Required tasks:
1. Return a passage from the post on transcribing podcasts word for word, beginning at the words "Learning the API" and stopping after the words "synchronous version of the API.".
2. In the post on transcribing podcasts, what length limit applies when the API transcribes local audio files?

Text under study:
****************************************

Technology is fashion and therefore discernment is a critical quality for developers. For most developers though it is not judgement that they manifest but a toxic self-belief in the truth of whatever milieu they entered into the industry in. As I slog through my third decade in the profession doubt is something that I feel strongly about my opinions and trying to frame my judgements in the evidence and reasoning available now seems a valuable technique.

Programming, Python

Transcribing podcasts with Google’s Speech to Text API

I don’t really listen to podcasts, even now when I have quite a long commute. I generally read faster than I can listen and prefer to read through transcripts than listen, even when the playback speed is increased. Some shows have transcripts and generally I skim read those when available to see if it would be worth listening to segments of the podcasts. But what about the podcasts without transcripts? Well Google has a handy Speech to Text API so why not turn the audio into a text file and then turn it into a HTML format I can read on the phone on the tube?

tldr; the API is pretty much the same one as generates the Youtube automatic subtitling and transcripts. It can just about create something that is understandable as a human but its translation of vernacular voices is awful. If Youtube transcripts don’t work for you then this isn’t a route worth pursuing.

Streaming pods

I’m not very familiar with Google Cloud Services, I used to do a lot of App Engine development but that way of working was phased out in favour of something a bit more enterprise friendly. I have the feeling that Google Cloud’s biggest consumers are data science and analysis teams and the control systems intersect with Google Workspace which probably makes administration easier in organisations but less so for individual developers.

So I set up a new project, enabled billing, associated the billing account with a service account, associated the service account with the project and wished I’d read the documentation to know what I should have been doing. And after all that I created a bucket to hold my target files in.

You can use the API to transcribe local audio files but only if they are less than 60 seconds long. I needed to be using the long running asynchronous invocation version of the API. I also should have realised that I need to write the transcription to a bucket too, I ended up using the input file name with “.json” attached but until I started doing that I didn’t realise that my transcription was failing to recognise my input.

Learning the API

One really nice feature Google Cloud has is the ability to run guided tutorials in your account via CloudShell. You get a step by step guide that can simply paste the relevant commands to your shell. Authorising the shell to access the various services was also easier than generating credentials locally for what I wanted to do.

Within 10 minutes I had processed my first piece of audio and had a basic Python file setup. However the test file was in quite an unusual format and the example was the synchronous version of the API.

I downloaded a copy of the Gettysburg address and switched the API version but then had my CloudShell script await the outcome of the transcoding.

Can you transcribe MP3?

The documentation said yes (given a specific version) and while the client code accepted the encoding type, I never got MP3 to work and instead I ended up using ffmpeg to create FLAC copies of my MP3 files. I might have been doing something wrong but I’m not clear what it was and the job was accepted but it was returning an empty JSON object (this is where creating files for the output is much more useful that trying to print an empty response).

FLAC worked fine and the transcript seemed pretty on the money and converting the files didn’t seem that much of a big deal. I could maybe do an automatic conversion later when the file hit the bucket if I needed to.

****************************************

Collected data:
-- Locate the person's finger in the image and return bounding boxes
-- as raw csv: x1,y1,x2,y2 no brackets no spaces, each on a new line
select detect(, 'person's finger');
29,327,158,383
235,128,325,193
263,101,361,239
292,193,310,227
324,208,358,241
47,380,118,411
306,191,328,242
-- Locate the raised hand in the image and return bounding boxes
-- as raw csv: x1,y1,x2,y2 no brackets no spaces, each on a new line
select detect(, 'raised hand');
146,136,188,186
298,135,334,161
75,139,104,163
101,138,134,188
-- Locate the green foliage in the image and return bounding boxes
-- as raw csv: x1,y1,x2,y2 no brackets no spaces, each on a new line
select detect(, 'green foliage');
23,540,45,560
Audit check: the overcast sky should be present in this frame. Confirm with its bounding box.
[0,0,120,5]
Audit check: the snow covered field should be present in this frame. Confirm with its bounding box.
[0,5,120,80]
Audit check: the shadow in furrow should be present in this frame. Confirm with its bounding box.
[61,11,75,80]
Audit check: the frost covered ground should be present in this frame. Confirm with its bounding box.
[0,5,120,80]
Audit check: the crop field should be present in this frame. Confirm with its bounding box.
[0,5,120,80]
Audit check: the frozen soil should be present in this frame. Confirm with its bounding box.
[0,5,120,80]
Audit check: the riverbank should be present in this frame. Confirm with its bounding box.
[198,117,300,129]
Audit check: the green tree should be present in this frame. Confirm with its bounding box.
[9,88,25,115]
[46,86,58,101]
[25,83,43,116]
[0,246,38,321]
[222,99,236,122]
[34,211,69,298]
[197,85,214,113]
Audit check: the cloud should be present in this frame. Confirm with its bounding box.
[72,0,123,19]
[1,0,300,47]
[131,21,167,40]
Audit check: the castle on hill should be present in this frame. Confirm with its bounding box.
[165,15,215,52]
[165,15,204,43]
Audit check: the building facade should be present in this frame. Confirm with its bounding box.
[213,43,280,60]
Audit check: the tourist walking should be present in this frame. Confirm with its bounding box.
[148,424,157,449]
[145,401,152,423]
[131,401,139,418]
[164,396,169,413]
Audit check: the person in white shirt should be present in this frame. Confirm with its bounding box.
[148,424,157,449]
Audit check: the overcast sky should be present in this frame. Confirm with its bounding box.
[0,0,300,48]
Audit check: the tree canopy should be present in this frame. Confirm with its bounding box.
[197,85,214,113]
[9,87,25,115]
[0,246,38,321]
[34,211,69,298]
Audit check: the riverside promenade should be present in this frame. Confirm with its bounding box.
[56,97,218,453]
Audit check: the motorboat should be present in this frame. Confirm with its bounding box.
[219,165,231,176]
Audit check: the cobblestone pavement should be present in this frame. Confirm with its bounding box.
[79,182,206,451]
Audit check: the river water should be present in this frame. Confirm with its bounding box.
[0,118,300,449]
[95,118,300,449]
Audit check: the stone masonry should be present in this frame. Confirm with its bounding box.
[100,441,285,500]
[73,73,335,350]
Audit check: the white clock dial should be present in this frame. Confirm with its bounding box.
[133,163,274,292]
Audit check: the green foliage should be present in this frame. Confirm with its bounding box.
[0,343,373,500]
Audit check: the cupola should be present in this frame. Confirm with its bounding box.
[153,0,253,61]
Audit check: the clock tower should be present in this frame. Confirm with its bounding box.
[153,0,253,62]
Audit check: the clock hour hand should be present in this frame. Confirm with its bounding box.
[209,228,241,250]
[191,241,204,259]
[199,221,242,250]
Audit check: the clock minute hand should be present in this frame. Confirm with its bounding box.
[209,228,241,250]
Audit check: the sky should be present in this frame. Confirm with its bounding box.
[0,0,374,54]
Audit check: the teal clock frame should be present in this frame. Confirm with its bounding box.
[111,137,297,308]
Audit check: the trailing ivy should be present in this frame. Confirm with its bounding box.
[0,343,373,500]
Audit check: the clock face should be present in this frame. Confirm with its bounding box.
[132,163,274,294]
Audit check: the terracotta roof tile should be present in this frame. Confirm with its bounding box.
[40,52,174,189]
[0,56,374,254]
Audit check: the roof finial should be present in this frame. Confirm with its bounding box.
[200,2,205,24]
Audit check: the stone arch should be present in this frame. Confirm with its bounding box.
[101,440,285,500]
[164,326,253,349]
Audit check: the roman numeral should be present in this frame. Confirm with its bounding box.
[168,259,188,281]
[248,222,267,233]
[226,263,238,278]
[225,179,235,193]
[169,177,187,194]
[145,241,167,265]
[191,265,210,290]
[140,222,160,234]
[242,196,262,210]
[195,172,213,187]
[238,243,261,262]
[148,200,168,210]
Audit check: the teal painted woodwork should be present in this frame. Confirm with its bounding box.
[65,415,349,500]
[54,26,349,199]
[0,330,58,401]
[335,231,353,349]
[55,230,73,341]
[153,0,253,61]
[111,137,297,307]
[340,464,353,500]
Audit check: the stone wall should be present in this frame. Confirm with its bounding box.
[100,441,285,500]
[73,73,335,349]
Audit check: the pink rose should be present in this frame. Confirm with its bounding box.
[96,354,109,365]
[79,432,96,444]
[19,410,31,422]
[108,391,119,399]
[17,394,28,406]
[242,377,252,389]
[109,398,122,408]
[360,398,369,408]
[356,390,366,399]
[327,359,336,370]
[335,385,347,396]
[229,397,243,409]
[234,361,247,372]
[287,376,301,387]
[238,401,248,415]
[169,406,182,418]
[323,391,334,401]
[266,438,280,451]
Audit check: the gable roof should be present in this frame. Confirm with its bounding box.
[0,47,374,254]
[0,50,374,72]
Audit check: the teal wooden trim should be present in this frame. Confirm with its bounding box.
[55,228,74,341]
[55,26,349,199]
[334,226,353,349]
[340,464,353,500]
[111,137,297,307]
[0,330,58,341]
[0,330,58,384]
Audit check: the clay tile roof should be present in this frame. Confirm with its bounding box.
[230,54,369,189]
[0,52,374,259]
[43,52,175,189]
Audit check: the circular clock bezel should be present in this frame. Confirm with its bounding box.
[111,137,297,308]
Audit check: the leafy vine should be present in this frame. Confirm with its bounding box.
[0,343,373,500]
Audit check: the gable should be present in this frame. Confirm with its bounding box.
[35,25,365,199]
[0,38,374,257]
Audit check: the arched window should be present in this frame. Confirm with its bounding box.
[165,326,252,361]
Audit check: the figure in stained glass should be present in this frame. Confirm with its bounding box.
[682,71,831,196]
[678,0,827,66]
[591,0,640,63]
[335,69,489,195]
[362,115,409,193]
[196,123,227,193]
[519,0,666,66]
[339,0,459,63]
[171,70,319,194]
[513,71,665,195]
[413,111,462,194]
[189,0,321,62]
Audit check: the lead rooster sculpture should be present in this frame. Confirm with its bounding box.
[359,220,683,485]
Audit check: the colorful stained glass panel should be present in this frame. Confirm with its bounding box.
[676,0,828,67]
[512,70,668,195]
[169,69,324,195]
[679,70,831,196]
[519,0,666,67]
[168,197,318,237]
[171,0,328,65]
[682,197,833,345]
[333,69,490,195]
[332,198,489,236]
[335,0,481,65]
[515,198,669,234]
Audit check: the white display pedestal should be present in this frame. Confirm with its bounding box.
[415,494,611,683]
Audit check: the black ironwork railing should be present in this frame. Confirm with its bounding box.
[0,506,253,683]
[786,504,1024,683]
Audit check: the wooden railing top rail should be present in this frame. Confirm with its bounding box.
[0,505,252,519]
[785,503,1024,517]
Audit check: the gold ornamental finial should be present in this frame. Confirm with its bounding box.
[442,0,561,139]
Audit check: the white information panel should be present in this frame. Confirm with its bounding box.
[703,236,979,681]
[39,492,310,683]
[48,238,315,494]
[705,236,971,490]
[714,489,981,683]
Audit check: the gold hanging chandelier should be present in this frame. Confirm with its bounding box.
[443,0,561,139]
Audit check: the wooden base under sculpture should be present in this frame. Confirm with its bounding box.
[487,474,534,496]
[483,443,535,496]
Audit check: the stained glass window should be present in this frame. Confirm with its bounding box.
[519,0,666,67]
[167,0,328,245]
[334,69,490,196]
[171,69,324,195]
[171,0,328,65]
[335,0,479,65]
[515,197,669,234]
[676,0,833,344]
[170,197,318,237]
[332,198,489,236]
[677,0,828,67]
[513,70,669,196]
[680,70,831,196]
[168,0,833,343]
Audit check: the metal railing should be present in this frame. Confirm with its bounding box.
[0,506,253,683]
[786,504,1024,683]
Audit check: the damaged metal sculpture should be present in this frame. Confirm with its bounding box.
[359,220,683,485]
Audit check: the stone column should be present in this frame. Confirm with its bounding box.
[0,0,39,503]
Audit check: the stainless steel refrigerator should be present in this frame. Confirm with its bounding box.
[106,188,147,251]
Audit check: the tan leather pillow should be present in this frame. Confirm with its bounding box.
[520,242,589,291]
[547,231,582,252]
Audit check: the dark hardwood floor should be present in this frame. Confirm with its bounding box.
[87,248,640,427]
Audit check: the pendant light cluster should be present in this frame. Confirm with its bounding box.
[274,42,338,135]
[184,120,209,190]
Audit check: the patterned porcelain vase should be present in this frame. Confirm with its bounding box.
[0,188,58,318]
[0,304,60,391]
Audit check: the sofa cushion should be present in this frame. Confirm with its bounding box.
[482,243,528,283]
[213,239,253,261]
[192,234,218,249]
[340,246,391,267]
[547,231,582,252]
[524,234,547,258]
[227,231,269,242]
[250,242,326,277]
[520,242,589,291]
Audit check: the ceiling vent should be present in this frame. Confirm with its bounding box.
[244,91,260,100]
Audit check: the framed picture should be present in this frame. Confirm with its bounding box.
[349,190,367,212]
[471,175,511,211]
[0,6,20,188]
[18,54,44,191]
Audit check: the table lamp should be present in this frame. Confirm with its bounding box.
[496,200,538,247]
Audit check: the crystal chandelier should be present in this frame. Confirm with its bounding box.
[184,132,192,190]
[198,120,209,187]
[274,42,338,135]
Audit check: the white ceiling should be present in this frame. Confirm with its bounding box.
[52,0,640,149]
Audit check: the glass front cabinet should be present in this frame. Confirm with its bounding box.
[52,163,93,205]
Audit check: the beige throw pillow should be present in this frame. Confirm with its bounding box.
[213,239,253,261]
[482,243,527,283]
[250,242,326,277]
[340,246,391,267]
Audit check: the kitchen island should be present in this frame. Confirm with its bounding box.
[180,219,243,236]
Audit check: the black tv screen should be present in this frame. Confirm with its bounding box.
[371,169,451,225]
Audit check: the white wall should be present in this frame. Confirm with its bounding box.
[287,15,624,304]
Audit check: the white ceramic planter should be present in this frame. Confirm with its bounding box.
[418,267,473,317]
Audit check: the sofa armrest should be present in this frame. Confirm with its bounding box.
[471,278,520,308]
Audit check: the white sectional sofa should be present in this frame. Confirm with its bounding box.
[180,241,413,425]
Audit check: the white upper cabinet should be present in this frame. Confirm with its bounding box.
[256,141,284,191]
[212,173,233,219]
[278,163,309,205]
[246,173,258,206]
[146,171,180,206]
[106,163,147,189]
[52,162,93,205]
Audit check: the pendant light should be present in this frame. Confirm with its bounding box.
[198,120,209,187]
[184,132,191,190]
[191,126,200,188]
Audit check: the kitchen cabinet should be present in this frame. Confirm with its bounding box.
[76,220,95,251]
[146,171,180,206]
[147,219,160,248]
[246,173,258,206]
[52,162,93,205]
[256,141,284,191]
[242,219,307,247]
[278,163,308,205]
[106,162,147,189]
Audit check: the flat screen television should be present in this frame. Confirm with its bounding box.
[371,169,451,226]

****************************************

Expected outputs:
1.
Learning the API

One really nice feature Google Cloud has is the ability to run guided tutorials in your account via CloudShell. You get a step by step guide that can simply paste the relevant commands to your shell. Authorising the shell to access the various services was also easier than generating credentials locally for what I wanted to do.

Within 10 minutes I had processed my first piece of audio and had a basic Python file setup. However the test file was in quite an unusual format and the example was the synchronous version of the API.

2. Local audio files can be transcribed only if they are less than 60 seconds long.